▶ _DIRECTION_:
Rewrite the entries from the line containing "Please segment every instance of the distant" through the end of the entries, changing "red tile roof" to "clay tile roof" and leaving everything else as it is. Return only those lines, and omit the pictures.

▶ _DATA ENTRIES_:
• • •
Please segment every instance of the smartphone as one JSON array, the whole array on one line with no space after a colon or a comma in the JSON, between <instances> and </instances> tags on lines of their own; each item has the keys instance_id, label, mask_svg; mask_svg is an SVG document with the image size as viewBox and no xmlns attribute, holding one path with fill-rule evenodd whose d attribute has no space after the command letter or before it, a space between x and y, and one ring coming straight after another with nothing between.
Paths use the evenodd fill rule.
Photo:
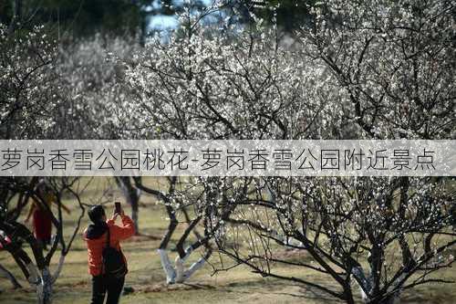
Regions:
<instances>
[{"instance_id":1,"label":"smartphone","mask_svg":"<svg viewBox=\"0 0 456 304\"><path fill-rule=\"evenodd\" d=\"M114 203L116 205L116 214L120 214L120 202Z\"/></svg>"}]
</instances>

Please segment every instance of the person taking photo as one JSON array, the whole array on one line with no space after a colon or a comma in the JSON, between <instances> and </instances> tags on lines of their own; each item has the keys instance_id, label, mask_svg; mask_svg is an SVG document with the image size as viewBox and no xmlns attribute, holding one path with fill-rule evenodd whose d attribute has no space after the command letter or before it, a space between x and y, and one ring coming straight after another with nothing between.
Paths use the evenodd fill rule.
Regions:
<instances>
[{"instance_id":1,"label":"person taking photo","mask_svg":"<svg viewBox=\"0 0 456 304\"><path fill-rule=\"evenodd\" d=\"M88 273L92 276L91 304L102 304L106 294L107 304L118 304L128 272L119 242L135 234L133 221L124 214L119 204L109 220L100 204L90 208L88 217L92 224L84 231L84 240L88 247ZM116 225L118 217L122 225Z\"/></svg>"}]
</instances>

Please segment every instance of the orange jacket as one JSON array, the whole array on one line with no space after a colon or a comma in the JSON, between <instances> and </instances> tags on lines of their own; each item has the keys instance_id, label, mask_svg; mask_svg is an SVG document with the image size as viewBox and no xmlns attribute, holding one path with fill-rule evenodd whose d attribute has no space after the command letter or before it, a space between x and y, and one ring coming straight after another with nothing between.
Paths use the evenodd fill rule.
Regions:
<instances>
[{"instance_id":1,"label":"orange jacket","mask_svg":"<svg viewBox=\"0 0 456 304\"><path fill-rule=\"evenodd\" d=\"M135 234L133 221L127 215L122 216L123 226L117 225L111 219L106 221L106 223L109 227L110 246L115 247L117 250L120 250L119 241L129 238ZM88 273L95 277L101 274L102 252L107 246L108 232L105 232L98 238L88 238L87 231L88 229L84 231L84 240L87 243L88 254ZM125 256L123 259L125 260L125 264L127 264Z\"/></svg>"}]
</instances>

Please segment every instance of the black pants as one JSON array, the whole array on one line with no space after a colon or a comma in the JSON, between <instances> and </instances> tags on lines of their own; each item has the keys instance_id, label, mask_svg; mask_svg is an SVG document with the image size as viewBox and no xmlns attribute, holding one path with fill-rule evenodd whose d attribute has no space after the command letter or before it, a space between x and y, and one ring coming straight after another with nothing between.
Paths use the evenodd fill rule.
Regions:
<instances>
[{"instance_id":1,"label":"black pants","mask_svg":"<svg viewBox=\"0 0 456 304\"><path fill-rule=\"evenodd\" d=\"M120 278L106 278L102 275L92 277L91 304L103 304L107 292L108 299L106 304L118 304L124 282L125 277Z\"/></svg>"}]
</instances>

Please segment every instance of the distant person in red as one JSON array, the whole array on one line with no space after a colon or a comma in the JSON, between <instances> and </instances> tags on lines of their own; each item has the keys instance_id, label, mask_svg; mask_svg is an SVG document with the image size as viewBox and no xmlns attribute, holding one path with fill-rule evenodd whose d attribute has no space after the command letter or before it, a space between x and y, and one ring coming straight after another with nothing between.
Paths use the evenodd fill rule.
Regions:
<instances>
[{"instance_id":1,"label":"distant person in red","mask_svg":"<svg viewBox=\"0 0 456 304\"><path fill-rule=\"evenodd\" d=\"M47 186L46 185L46 183L44 181L40 181L38 183L38 184L36 185L36 192L38 193L39 196L43 198L44 203L47 204L49 209L52 204L57 204L56 197L52 194L52 192L47 189ZM61 206L62 209L65 210L67 214L70 213L69 209L67 208L64 204L61 204ZM30 217L32 215L35 238L36 238L36 241L43 249L47 249L47 245L50 245L51 243L51 215L44 206L41 205L40 203L34 200L26 217L26 223L30 220Z\"/></svg>"},{"instance_id":2,"label":"distant person in red","mask_svg":"<svg viewBox=\"0 0 456 304\"><path fill-rule=\"evenodd\" d=\"M116 219L120 216L122 225L116 225ZM108 243L108 230L109 230L109 246L121 253L119 242L135 234L133 221L125 215L123 209L109 220L106 219L105 210L98 204L90 208L88 217L90 224L84 232L88 255L88 273L92 275L92 300L91 304L102 304L108 293L107 304L118 304L125 282L125 275L121 278L111 278L103 273L103 249ZM125 265L127 260L122 255Z\"/></svg>"}]
</instances>

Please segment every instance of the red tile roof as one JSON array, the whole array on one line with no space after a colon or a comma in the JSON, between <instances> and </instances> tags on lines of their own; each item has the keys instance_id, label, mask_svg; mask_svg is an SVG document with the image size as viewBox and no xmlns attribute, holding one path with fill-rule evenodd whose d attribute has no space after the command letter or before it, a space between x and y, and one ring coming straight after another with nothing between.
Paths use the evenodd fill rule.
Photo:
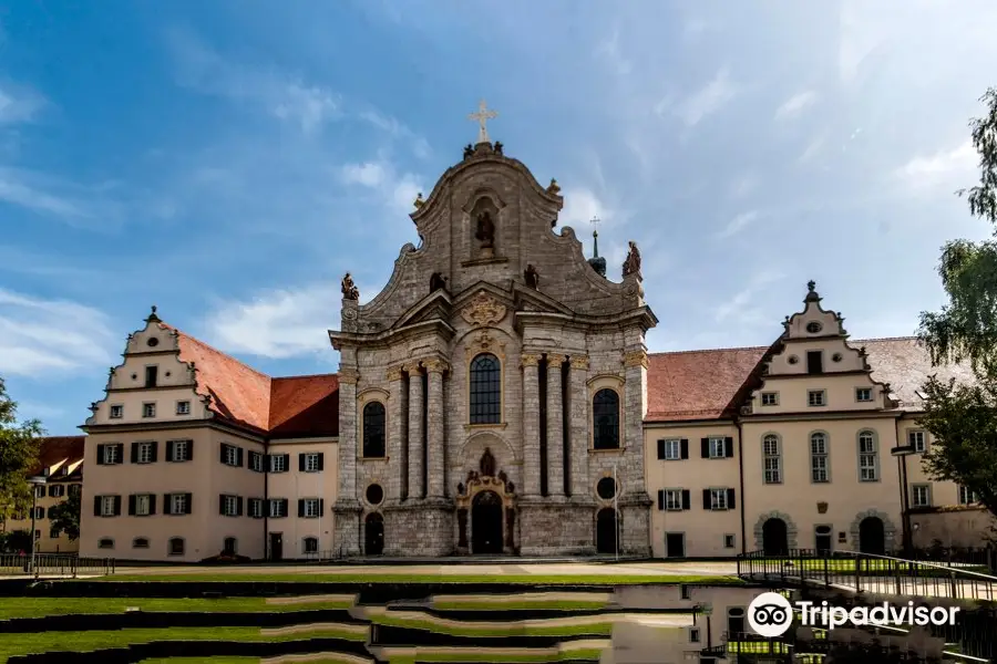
• • •
▶ _FULL SOLUTION_:
Please segment every instance of the distant person in red as one JSON array, the whole array on one line with no space after a colon or a comma in the JSON, between <instances> and </instances> tags on lines of their own; each item has the keys instance_id, label, mask_svg; mask_svg is an SVG document with the image size as viewBox and no xmlns attribute, holding one path with fill-rule evenodd whose d attribute has no space after the command letter or before it, a space between x and y, and one ring coming straight after another with nothing between.
Paths use the evenodd fill rule.
Regions:
<instances>
[{"instance_id":1,"label":"distant person in red","mask_svg":"<svg viewBox=\"0 0 456 304\"><path fill-rule=\"evenodd\" d=\"M47 186L46 185L46 183L44 181L40 181L38 183L38 184L36 185L36 192L38 193L39 196L43 198L44 203L47 204L49 209L52 204L57 204L56 197L52 194L52 192L47 189ZM61 206L62 209L65 210L67 214L70 213L69 209L67 208L64 204L61 204ZM30 217L32 215L35 238L36 238L36 241L43 249L47 249L47 245L50 245L51 243L51 215L44 206L41 205L40 203L34 200L26 217L26 223L30 220Z\"/></svg>"},{"instance_id":2,"label":"distant person in red","mask_svg":"<svg viewBox=\"0 0 456 304\"><path fill-rule=\"evenodd\" d=\"M116 219L120 216L122 225L116 225ZM108 243L108 230L109 230L109 246L121 253L119 242L135 234L133 221L125 215L123 209L109 220L106 219L105 210L98 204L90 208L88 217L90 224L84 232L88 255L88 273L92 275L92 300L91 304L102 304L108 293L107 304L118 304L125 282L125 275L121 278L111 278L103 273L103 249ZM125 265L127 260L122 255Z\"/></svg>"}]
</instances>

Please segment every instance of the clay tile roof as one JSON array, the whole array on one line with no space after a colon or a comma in the JSON, between <instances> and </instances> tags on lines of their own; each item has the keys instance_id, label, mask_svg; mask_svg is an SVG document with the image size as viewBox and no xmlns attribute, holding one path with fill-rule evenodd whose d attribute has no space after the command letter or before it, a space between x and y, and one ring coming straight after another with nothing between.
Paths use the evenodd fill rule.
Photo:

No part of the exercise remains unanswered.